**WORK INSTRUCTIONS**
a: Answer these questions from the text on black rhino in Namibia:
(i) Which university organized the workshop where the chapter was first presented, and on what dates?
(ii) Which ministry holds baseline information on the past distribution of black rhino in Namibia?
(iii) Which subspecies of black rhinoceros currently thrives on communal land in Namibia?
b: For each statement, say whether the text on black rhino in Namibia agrees with it, and quote the words that decide it:
(i) The chapter is forthcoming from Oxford University Press.
(ii) The online map documents encounters with rhino in Namibia from the late 1700s.
(iii) The custodianship approach supports reintroducing only black rhino.

Keywords: communal-area conservancies, Community-Based Natural Resource Management (CBNRM), conservation hunting, COVID-19 pandemic, Namibia, rural livelihoods, tourism, wildlife

A blog summarising our article has also been published by the Conservation Namibia blog of the Namibian Chamber of Environment, see Communal Conservancies Cry for Help to Survive Coronavirus Perfect Storm.

Forthcoming:

Black rhino Diceros bicornis bicornis (p

Book chapter

Sian Sullivan, Simson !Uriǂkhob, Birgit Kötting, Jeff Muntifering and Rob Brett

Historicising black rhino in Namibia: colonial-era hunting, conservation custodianship, and plural values
 

Forthcoming in Bollig, M. and Anderson, A. Conservation in Africa (title tbc). Cambridge: Cambridge University Press. First presented at a workshop on 'Conservation in Africa', organised by the University of Cologne, 19-21 April 2021.

Abstract: The black rhinoceros (Diceros bicornis) is a threatened species of which the south-western subspecies (D. bicornis bicornis, synonym D. bicornis occidentalis) currently thrives on communal land and elsewhere in Namibia. It does so despite its clearance from most of the animal’s former range due to the expansion of colonial hunting with firearms, and the concentration of marginalised Namibians alongside this high-value species in the challenging landscapes of north-west Namibia in particular. We trace what is known about the patterns and impacts of colonial-era hunting of rhino in the territory that is now the modern state of Namibia, introducing an online map of documented historical encounters with rhino in Namibia and the pressures on them from late 1700s. This map of historical encounters is currently complementing baseline information on the past distribution of black rhino in Namibia held by the Ministry of Environment, Forestry and Tourism (MEFT) in support of its collaborative Black Rhino Custodianship Programme (BRCP). We outline contemporary pressures on black rhino and conservation responses to these circumstances, tracing the emergence of a novel approach to rhino conservation in Namibia that recruits people living under different kinds of land tenure as ‘custodians’ of these animals, so as to support the reintroduction of both black and white rhino throughout their former range. We focus in on proactive rhino conservation work in communal-area conservancies of west Namibia which combines the translocation of black rhino to areas of its former range with an array of endeavours to pluralise the animal’s contemporary value, including rhino tourism, the recruit of local ‘rhino rangers’, and ‘rhino pride’ initiatives. In this context, and differently to custodians on freehold land, a vulnerable, large-bodied, space-requiring and sometimes dangerous mammal with very high international conservation value, simultaneously lives alongside peoples impoverished historically and with their own ambitions towards self-determination. This custodianship model of rhino conservation can be understood in part as a creative species conservation response to the very challenging structural circumstances effected by both past impacts on rhino and present inequality in land distribution and tenure, both of which add heat to questions of access to land and resources, including wildlife.

**DATASET EXCERPTS**

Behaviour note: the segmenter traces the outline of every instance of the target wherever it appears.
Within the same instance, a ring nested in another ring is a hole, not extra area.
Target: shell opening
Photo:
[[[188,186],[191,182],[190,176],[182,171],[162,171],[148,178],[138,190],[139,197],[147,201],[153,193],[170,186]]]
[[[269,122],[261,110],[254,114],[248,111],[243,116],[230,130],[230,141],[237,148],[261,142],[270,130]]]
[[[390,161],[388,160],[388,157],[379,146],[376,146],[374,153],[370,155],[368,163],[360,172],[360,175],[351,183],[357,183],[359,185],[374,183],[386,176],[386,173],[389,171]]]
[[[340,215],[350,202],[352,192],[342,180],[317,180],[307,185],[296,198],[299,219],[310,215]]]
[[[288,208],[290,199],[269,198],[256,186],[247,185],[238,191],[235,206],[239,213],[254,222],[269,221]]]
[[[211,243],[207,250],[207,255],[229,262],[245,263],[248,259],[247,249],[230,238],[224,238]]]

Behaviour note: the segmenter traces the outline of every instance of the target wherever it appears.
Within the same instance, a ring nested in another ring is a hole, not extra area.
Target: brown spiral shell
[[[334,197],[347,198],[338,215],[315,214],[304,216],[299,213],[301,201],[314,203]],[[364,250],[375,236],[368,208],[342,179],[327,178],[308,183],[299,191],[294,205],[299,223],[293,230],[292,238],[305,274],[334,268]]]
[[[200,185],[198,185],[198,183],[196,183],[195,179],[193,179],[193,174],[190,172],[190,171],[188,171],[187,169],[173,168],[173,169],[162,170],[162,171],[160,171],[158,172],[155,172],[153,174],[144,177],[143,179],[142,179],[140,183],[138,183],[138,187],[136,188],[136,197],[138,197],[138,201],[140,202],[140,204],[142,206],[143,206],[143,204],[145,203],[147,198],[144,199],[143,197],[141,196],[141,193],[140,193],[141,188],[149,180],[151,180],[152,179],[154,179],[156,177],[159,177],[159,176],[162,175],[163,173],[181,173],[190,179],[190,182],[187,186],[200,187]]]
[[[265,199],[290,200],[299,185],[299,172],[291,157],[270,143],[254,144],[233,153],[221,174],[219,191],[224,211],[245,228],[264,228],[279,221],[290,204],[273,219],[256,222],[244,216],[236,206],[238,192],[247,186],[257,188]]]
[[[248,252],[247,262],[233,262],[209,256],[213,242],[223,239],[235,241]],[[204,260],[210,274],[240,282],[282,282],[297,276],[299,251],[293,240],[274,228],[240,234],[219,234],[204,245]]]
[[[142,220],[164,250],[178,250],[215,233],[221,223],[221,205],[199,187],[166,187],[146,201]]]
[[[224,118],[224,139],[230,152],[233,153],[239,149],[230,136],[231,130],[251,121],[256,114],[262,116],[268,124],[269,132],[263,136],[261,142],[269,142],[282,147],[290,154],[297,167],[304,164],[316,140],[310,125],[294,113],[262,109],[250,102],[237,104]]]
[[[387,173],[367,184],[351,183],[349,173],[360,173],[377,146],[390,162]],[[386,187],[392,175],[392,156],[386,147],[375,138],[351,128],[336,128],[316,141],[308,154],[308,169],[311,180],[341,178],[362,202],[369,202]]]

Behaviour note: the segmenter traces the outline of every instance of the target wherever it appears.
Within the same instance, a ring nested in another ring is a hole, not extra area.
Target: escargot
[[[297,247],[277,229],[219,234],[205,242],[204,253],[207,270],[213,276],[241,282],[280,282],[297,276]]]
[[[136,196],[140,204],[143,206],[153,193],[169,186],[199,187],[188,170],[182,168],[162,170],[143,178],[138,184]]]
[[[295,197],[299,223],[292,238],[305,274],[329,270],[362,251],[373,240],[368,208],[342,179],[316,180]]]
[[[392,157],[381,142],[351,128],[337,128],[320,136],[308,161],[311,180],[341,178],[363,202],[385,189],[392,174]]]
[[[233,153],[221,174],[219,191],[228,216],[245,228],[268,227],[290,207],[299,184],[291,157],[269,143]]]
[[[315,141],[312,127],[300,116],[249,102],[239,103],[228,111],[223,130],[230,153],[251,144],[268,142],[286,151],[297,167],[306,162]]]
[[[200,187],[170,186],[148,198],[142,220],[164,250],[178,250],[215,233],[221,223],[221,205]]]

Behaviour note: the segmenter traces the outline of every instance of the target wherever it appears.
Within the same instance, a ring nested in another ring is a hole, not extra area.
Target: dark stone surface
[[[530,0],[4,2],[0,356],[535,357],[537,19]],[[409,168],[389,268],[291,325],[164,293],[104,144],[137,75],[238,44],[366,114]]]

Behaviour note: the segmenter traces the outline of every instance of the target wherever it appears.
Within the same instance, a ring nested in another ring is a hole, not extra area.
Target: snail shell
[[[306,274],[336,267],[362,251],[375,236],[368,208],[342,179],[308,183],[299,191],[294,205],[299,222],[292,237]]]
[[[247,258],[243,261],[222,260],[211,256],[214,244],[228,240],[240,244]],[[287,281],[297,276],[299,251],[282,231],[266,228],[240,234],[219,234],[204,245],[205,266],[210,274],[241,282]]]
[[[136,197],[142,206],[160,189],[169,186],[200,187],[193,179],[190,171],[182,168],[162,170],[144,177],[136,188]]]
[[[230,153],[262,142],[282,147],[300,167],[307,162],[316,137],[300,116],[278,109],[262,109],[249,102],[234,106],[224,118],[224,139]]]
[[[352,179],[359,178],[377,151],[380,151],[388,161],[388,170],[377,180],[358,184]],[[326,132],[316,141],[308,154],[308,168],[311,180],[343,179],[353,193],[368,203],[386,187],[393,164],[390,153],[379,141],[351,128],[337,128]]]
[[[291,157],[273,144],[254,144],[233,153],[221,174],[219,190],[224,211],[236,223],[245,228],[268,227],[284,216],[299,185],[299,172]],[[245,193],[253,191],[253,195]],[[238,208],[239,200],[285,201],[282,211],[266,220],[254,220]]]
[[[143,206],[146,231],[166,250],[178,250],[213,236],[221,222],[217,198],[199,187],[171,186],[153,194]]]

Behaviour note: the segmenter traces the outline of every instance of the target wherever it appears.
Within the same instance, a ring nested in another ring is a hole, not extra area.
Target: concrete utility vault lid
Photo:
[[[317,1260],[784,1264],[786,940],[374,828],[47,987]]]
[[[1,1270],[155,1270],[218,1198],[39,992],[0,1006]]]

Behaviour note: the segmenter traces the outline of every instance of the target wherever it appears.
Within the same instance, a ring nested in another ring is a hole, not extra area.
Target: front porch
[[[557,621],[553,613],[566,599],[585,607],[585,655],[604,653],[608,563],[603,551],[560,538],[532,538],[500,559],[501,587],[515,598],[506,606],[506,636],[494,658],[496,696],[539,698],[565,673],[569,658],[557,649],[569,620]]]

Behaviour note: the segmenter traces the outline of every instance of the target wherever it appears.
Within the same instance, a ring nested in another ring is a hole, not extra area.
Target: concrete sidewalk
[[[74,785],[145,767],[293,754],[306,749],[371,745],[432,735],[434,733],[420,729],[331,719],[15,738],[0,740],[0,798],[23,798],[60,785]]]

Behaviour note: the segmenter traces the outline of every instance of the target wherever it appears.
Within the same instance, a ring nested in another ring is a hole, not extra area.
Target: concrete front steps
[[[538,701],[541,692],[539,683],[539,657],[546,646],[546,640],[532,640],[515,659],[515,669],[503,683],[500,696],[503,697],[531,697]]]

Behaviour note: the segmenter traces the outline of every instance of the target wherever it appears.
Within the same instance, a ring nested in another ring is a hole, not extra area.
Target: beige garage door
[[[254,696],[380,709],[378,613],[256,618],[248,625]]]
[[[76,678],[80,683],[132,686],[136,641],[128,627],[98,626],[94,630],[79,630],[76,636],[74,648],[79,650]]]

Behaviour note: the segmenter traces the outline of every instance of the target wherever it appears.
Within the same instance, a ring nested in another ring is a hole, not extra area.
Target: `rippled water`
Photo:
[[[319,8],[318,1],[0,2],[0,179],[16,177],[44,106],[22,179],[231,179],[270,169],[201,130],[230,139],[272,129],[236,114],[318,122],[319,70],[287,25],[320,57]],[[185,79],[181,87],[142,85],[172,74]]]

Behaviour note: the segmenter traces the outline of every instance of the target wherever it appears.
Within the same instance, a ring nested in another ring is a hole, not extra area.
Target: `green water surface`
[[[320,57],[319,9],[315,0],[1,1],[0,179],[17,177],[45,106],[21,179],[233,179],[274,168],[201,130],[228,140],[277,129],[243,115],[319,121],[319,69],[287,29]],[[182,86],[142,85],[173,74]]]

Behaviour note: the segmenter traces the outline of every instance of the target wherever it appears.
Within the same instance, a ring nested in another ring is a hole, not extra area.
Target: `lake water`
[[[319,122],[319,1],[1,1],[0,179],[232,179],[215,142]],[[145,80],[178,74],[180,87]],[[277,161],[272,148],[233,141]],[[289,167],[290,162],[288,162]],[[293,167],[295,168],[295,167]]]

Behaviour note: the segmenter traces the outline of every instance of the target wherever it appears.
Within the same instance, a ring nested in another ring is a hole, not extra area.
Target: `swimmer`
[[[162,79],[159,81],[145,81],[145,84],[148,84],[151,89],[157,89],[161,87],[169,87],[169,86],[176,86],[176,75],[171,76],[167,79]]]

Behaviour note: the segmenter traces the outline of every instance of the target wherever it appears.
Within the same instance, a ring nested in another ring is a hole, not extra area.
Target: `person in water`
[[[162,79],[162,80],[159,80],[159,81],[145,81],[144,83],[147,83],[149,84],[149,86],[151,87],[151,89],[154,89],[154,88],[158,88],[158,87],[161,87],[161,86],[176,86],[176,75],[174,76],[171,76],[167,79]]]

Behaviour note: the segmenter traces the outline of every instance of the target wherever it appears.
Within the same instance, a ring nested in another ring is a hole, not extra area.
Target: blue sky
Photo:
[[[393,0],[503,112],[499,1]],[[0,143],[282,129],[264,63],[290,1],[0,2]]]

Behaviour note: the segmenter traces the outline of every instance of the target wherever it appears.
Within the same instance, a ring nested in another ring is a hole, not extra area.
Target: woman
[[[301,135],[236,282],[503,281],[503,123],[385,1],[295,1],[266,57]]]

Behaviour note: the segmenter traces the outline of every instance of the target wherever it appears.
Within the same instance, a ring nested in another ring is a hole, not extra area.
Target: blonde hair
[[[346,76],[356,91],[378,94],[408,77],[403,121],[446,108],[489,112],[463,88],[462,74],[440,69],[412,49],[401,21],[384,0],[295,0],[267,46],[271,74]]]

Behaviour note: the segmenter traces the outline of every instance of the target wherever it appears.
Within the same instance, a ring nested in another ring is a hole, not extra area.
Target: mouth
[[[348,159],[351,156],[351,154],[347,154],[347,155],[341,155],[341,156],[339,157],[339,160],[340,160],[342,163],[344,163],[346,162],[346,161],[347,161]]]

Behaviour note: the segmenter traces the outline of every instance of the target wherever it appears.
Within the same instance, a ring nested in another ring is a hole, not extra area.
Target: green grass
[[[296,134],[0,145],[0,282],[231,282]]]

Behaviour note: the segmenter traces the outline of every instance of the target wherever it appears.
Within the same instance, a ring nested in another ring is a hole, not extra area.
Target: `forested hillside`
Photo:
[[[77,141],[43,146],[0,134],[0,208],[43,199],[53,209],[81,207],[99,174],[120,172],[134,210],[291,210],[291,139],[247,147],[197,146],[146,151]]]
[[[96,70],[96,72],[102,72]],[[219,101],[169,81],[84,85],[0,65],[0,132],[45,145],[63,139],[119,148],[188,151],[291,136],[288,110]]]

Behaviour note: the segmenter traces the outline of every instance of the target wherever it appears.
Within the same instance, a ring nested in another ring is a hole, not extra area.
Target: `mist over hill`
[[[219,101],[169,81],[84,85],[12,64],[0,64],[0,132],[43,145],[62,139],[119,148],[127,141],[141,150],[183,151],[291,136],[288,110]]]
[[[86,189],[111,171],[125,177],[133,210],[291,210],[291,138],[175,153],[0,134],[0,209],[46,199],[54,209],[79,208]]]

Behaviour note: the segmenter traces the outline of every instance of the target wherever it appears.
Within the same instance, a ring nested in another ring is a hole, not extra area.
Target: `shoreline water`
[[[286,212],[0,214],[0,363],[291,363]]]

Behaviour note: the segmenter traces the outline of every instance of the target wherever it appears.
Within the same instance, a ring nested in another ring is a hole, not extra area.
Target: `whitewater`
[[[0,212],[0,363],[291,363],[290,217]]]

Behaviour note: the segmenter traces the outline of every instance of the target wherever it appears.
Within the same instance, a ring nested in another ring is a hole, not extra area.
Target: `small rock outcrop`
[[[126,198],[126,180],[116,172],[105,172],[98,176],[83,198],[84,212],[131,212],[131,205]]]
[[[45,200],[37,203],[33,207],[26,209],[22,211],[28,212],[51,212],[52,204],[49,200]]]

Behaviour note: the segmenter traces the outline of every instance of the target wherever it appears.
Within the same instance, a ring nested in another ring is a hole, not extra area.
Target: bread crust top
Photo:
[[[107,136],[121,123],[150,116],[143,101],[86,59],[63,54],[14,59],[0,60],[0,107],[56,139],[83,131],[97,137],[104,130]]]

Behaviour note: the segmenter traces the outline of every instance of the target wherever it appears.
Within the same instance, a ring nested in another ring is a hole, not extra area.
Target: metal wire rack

**RESPONSES**
a:
(i) The University of Cologne, 19-21 April 2021.
(ii) The Ministry of Environment, Forestry and Tourism (MEFT).
(iii) The south-western subspecies, D. bicornis bicornis (synonym D. bicornis occidentalis).

b:
(i) No: "Cambridge: Cambridge University Press."
(ii) Yes: "documented historical encounters with rhino in Namibia and the pressures on them from late 1700s"
(iii) No: "support the reintroduction of both black and white rhino throughout their former range"